### EXPLORE THE MATERIAL
[A] In the abstract on cannabidiol and LPS-induced lung inflammation, which cell type made up most of the enhanced inflammatory infiltrate in bronchoalveolar lavage fluid?
[B] Does each statement agree with the abstract on cannabidiol and LPS-induced lung inflammation? Answer yes or no for each, quoting the deciding words. (i) The mice received CBD orally. (ii) The experiments were done in BALB/c mice. (iii) CBD is part of a therapeutic currently used for spasticity and pain in multiple sclerosis patients.
[C] Carry the abstract on cannabidiol and LPS-induced lung inflammation forward from its last sentence.

Cannabidiol (CBD) enhances lipopolysaccharide (LPS)-induced pulmonary inflammation in C57BL/6 mice

Abstract

Cannabidiol (CBD) is a plant-derived cannabinoid that has been predominantly characterized as anti-inflammatory. However, it is clear that immune effects of cannabinoids can vary with cannabinoid concentration, or type or magnitude of immune stimulus. The present studies demonstrate that oral administration of CBD enhanced lipopolysaccharide (LPS)-induced pulmonary inflammation in C57BL/6 mice. The enhanced inflammatory cell infiltrate as observed in bronchoalveolar lavage fluid (BALF) was comprised mainly of neutrophils, with some monocytes. Concomitantly, CBD enhanced pro-inflammatory cytokine mRNA production, including tumor necrosis factor-α (Tnfa), interleukins (IL)-5 and -23 (Il6, Il23), and granulocyte colony stimulating factor (Gcsf). These results demonstrate that the CBD-mediated enhancement of LPS-induced pulmonary inflammation is mediated at the level of transcription of a variety of pro-inflammatory genes. The significance of these studies is that CBD is part of a therapeutic currently in use for spasticity and pain in multiple sclerosis patients, and therefore it is important to further understand mechanisms by which CBD alters immune function.

### SOURCE DATA
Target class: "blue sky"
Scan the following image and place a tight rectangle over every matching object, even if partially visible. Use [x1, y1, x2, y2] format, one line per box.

### RESULTS OF THE EXERCISE
[A] Mainly neutrophils, with some monocytes.

[B]
(i) Yes: "oral administration of CBD enhanced lipopolysaccharide (LPS)-induced pulmonary inflammation"
(ii) No: "in C57BL/6 mice"
(iii) Yes: "CBD is part of a therapeutic currently in use for spasticity and pain in multiple sclerosis patients"

[C]
Figure 1. Characterization of LPS-induced pulmonary inflammation

LPS or saline (Sal) was instilled intranasally and inflammatory cell infiltration in the BALF was assessed. Values shown are mean cells/ml ± SE (≥ 6 animals/group). (A) Neutrophil and (B) monocyte counts over time in response to 50 μg LPS/mouse. (C) Neutrophil and (D) monocyte counts in response to various doses of LPS at 6 and 24 hr post-instillation. NA, naive (untreated); Sal, 2 h post-Sal. *p < 0.05 as compared to Sal.

Figure 2. Effect of CBD on LPS-induced pulmonary inflammatory cell infiltration

Mice were administered CBD (75 mg/kg/day) in corn oil by oral gavage for 3 days. On the third day, approximately 1 hr before the last dose of CBD, mice received either Sal or LPS (10 μg/mouse) intranasally. Values shown are mean cells/ml ± SE (≥ 6 animals/group). Results are representative of two separate experiments. *p < 0.05 as compared to LPS/Oil.

Figure 3. Effect of CBD on LPS-induced acute pulmonary centriacinar inflammation

Mice were treated as outlined in the legend for Figure 2. Left lung lobes (6 hr post LPS) were fixed and sections were stained with NIMP-R14 anti-neutrophil antibody and counter-stained with hematoxylin. (A) Sal/Oil; (B) LPS/Oil; (C) Sal/CBD; (D) LPS/CBD. Arrows depict positive staining for neutrophils in the centriacinar region of the lung. a, alveoli; ad, alveolar duct; tb, terminal bronchiole. Neutrophilic inflammation is present in B and D, with enhanced neutrophilic influx in the proximal alveolar ducts and associated alveoli in D compared to B.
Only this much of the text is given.